EXCERPTED PASSAGE:
== Segment start ==

On the Sunday Gráinne finally finished chemo and was to ring the bell, the hospital had an emergency and Tanya knew staff had a lot on their hands. “I said to Stuart ‘we’ll just find that bell ourselves and ring it’. I didn’t want us to leave without doing it. It felt important we did it that day.” 

As it happened, eight or nine staff surrounded the family as Gráinne rang the bell. “It was a real marker of all the hard stuff she’d been through, that she had done it. It was the end of all the jabbing and prodding, the end of the road of sickness and we could start building again.” 

Enjoying a normal teenage life 

Gráinne Beattie with her parents, Stuart and Tanya, on the day she rang the bell at CHI Crumlin.
Gráinne Beattie with her parents, Stuart and Tanya, on the day she rang the bell at CHI Crumlin.

On the day Tanya and I talk, Gráinne had gone to a coffee shop after school with a friend. “That’s all I’d wanted for her – being able to hang with her friends. And it’s only in the last two weeks she’s strong enough and steady enough on her feet to be able to do it.” 

The first-year secondary student has also created her own social media personality, as well as a rap to tell her story, and to promote a fundraiser — with some proceeds going to CHI Crumlin — that her mum’s participating in Dip in the Nip (exa.mn/Dip-in-the-nip). “Another reason for the rap is because she’s cheekily taking the opportunity to get a custom phone from ZHC [popular US YouTube artist]. That sums it all up for me, after everything she has been through, this is what she’s thinking about now, just like any typical teen,” says Tanya.

Gráinne is living the ordinary but precious life of a teenager. Ringing the bell at CHI Crumlin is all about welcoming this new phase, where children put cancer behind them and get on with their lives. 

“When staff hear the bell ringing, they drop what they’re doing. They run to the bell because they know it’s a hugely important moment for the child,” says Professor O’Marcaigh.

“Very often, parents say a few words. Staff rarely do — it doesn’t need any commentary. Everybody knows its importance.

“The children give that bell a huge ring. It’s often a culmination of two to three years of chemo. They ring all the bad stuff out and they reclaim their lives.”

  • World Cancer Day is today, February 4.

We cure 95% of children with leukaemia

Professor Aengus O'Marcaigh rings the cancer-free bell at CHI Crumlin
Professor Aengus O'Marcaigh rings the cancer-free bell at CHI Crumlin

When Professor Aengus O’Marcaigh, consultant paediatric haematologist in CHI Crumlin, meets parents of a child diagnosed with leukaemia (this along with brain and central nervous system tumours make up over 50% of all childhood cancer), they’re usually terrified their child will die.

This presumption, he says, is in fact far from the truth. “We cure 95% of children with leukaemia. This is because of a huge breakthrough in the last five years — CAR T-cell therapy.” 

This therapy is administered only to children whose leukaemia returns. It involves taking the child’s immune cells and genetically engineering them to attack the leukaemia cells. “The result has been unbelievable. Children who, five years ago, would have died from leukaemia, if it came back, are alive now.” 

About 170 children aged from birth to 15 years are diagnosed with cancer in Ireland annually. Prof  O’Marcaigh says parents at outset of a child’s diagnosis have three key concerns. 

“They ask what caused it. Did they do anything to make it happen? I reassure them nothing outside the child’s body caused it and nothing could have been done to stop it happening.” 

Parents also ask how long the cancer has been there. They worry it has been left too long. “I reassure them children’s cancers are generally picked up quickly.” 

They also wonder if there’s any implication for the family’s other children. “I explain that it’s not passed on genetically or by contact and I reassure them there’s no need to get the other children checked out.”

== Segment end ==

EXCERPTED DATA:
== Segment start ==

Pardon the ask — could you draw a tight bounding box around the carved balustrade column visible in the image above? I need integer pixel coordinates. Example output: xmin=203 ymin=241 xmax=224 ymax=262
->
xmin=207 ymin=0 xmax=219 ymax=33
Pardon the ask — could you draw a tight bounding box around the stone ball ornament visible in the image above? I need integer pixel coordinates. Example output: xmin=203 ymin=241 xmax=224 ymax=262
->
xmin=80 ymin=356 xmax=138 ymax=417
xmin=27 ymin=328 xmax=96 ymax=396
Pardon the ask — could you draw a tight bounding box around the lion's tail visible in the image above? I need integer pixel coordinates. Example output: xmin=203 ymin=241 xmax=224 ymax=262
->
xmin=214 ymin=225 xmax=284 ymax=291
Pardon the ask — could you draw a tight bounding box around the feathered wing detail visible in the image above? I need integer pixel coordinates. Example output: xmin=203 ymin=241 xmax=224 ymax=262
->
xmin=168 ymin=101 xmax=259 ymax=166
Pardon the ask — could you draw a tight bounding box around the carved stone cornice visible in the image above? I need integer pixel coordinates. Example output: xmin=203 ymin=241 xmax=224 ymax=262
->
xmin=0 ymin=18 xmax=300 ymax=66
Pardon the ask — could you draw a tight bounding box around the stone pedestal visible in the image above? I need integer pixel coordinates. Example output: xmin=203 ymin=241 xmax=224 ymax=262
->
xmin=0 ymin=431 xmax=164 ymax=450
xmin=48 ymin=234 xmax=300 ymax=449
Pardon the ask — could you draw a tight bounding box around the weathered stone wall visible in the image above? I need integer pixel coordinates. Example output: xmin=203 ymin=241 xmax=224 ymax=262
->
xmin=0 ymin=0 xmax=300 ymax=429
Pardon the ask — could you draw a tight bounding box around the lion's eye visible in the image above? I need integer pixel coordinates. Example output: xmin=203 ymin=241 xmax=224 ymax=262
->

== Segment end ==

APPLY WHAT YOU READ:
- 1) Print the passage of the childhood cancer article between "This therapy is" and "three key concerns.", inclusive.
- 2) In the childhood cancer article, what key concerns does Professor O'Marcaigh say parents have at the outset of a child's diagnosis? List them all.

SOLVED PROBLEMS:
- 1)
This therapy is administered only to children whose leukaemia returns. It involves taking the child’s immune cells and genetically engineering them to attack the leukaemia cells. “The result has been unbelievable. Children who, five years ago, would have died from leukaemia, if it came back, are alive now.” 

About 170 children aged from birth to 15 years are diagnosed with cancer in Ireland annually. Prof  O’Marcaigh says parents at outset of a child’s diagnosis have three key concerns.

- 2)
- What caused the cancer, and whether they did anything to make it happen
- How long the cancer has been there, and whether it has been left too long
- Whether there is any implication for the family's other children